» Short problem A:
In the Blind River article below, why did Gord and Jackie McAllister decide to spend the night at the Blind River Rest Stop? Answer in one to three sentences.

Ian Granstra:
Analyzes Murders, Missing People, and More Mysteries.

Blinded In The Night

by | Jun 24, 2024 | Mysteries, Unsolved Murders | 0 comments

Blind River, in Ontario, Canada’s Algoma District, is located on Highway 17, the primary route of the Trans-Canada Highway through the province. Eighty-five miles from the American border, the town is named for the nearby river, a tributary of Lake Huron. A trading post was established at the site in 1789, and fur traders, loggers, and miners came to Blind River seeking natural resources. Just over two centuries later, someone came to Blind River seeking resources, although not natural.

In the early morning hours of June 28, 1991, a man, armed with two shotguns, arrived at the Blind River Rest Stop and demanded the possessions of a traveling couple staying there for the evening. The couple complied, but the gunman was not satisfied as he shot them both, killing one and wounding the other. Shortly thereafter the killer claimed the life of a second man who arrived at the rest stop.

No one could have foreseen the carnage that occurred at Blind River. Thirty-three years later, the victims’ families have not seen justice as the killer’s identity remains unknown.

Blind River Shoreline

On June 27, sixty-two-year-old Gord McAllister and his fifty-nine-year-old wife Jackie of Lindsay, Ontario, loaded their motor home and departed for a vacation. The couple planned to travel to Winnipeg, nearly 2,000 kilometers (1,200 miles), to meet recently learned relatives of Jackie for the first time.

As the evening grew late and the couple were weary from driving approximately five-hundred-ten kilometers (three-hundred-fifteen miles), they decided to spend the evening at the otherwise empty Blind River Rest Stop.

At 12.55 a.m. on June 28, the McAllisters were awakened by pronounced knocks on their RV’s window. A man identifying himself as a police officer yelled they needed to move their vehicle. When Jackie opened the door, she saw the man had two guns, but he was not a policeman. He barged into the motor home with both weapons drawn, demanding their valuables. The couple complied, but the gunman still opened fire.

After the attacker shot Jackie twice in her chest at point blank range with both guns, Gord jumped out of the RV. As he did so, he was shot in his lower back. Once outside, Gord rolled under the vehicle in a desperate attempt for cover. His life was spared, but at the cost of another life.

» Entries provided:

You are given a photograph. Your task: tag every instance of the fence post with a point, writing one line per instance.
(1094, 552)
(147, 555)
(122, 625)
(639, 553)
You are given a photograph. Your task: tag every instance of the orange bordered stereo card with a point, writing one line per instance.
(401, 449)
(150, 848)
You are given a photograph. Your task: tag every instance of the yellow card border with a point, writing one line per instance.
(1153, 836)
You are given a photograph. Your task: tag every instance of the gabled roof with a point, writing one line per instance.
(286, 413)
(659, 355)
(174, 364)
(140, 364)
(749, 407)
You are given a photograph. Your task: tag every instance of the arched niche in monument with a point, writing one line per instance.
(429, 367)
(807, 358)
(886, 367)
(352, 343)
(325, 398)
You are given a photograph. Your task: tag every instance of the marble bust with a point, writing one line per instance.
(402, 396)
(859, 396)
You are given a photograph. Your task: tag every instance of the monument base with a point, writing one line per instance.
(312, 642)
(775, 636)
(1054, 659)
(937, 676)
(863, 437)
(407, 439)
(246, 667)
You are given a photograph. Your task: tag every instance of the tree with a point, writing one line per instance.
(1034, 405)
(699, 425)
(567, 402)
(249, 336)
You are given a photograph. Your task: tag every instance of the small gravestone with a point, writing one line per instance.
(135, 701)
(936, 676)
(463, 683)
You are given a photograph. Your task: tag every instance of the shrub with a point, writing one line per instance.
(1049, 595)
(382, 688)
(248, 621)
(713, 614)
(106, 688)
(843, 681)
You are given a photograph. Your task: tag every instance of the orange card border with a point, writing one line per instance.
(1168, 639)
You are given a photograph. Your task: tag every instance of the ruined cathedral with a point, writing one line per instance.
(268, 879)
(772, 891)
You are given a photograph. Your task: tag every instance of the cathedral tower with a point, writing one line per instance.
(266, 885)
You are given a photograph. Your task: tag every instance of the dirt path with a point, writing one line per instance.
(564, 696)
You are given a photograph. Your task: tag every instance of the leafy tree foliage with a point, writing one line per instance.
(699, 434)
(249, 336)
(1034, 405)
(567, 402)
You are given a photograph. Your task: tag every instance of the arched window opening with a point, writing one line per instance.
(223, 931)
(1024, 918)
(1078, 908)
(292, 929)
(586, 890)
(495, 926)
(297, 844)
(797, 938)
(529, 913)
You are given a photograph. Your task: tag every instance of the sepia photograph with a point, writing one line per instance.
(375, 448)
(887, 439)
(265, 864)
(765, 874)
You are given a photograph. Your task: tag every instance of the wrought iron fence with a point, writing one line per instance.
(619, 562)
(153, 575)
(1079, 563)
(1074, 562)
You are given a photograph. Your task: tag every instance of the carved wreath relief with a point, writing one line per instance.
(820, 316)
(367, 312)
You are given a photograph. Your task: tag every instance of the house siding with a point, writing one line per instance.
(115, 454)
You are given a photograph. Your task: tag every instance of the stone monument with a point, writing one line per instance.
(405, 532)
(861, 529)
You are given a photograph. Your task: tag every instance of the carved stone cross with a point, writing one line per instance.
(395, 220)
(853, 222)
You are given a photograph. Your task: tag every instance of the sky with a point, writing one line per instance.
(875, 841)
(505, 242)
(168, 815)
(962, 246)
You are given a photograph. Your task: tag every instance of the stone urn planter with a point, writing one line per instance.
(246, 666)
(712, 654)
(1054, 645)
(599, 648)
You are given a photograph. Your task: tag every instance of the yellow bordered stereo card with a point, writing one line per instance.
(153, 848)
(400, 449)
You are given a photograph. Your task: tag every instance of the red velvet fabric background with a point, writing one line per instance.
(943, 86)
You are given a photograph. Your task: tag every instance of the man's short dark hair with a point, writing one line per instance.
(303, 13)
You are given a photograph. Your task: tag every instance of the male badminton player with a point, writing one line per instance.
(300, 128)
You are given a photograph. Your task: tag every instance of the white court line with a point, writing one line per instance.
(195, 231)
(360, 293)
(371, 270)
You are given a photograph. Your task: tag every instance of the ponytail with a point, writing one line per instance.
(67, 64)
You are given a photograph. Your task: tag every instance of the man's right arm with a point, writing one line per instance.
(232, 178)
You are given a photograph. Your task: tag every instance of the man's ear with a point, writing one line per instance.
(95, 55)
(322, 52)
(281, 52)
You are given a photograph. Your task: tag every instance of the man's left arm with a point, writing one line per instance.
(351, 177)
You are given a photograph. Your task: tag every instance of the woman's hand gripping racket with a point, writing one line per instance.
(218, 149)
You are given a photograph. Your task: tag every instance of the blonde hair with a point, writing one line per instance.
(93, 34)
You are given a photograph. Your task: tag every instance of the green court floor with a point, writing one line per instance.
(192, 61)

» Short problem B:
Convert the rows, from the line with "the man's left" through the last line of the rows, into a JSON list of strings, one string per line, with blank lines left out.

» Exercise solution A:
They stopped there because the evening had grown late and they were weary after driving approximately 510 kilometers (315 miles).

» Exercise solution B:
[
  "You are given a photograph. Your task: tag every instance of the man's left arm with a point, writing one line per instance.",
  "(351, 177)",
  "You are given a photograph. Your task: tag every instance of the woman's hand gripping racket with a point, writing one line per instance.",
  "(218, 149)",
  "You are given a photograph. Your task: tag every instance of the blonde hair with a point, writing one line per instance.",
  "(93, 34)",
  "You are given a photograph. Your task: tag every instance of the green court floor with a point, writing one line per instance.",
  "(192, 61)"
]